##### Material shown
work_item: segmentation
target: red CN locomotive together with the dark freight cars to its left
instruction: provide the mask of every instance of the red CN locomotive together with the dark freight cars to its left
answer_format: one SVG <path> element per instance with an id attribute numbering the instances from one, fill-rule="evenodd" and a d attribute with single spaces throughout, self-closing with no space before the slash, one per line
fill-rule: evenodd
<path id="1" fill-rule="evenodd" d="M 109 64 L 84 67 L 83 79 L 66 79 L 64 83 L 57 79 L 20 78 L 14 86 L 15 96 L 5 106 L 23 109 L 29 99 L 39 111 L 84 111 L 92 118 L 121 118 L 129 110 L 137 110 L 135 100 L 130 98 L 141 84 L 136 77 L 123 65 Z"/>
##########
== Task instructions ==
Each line that holds the string "locomotive" counts once. Give the total for the listing and nothing else.

== Finished exercise ==
2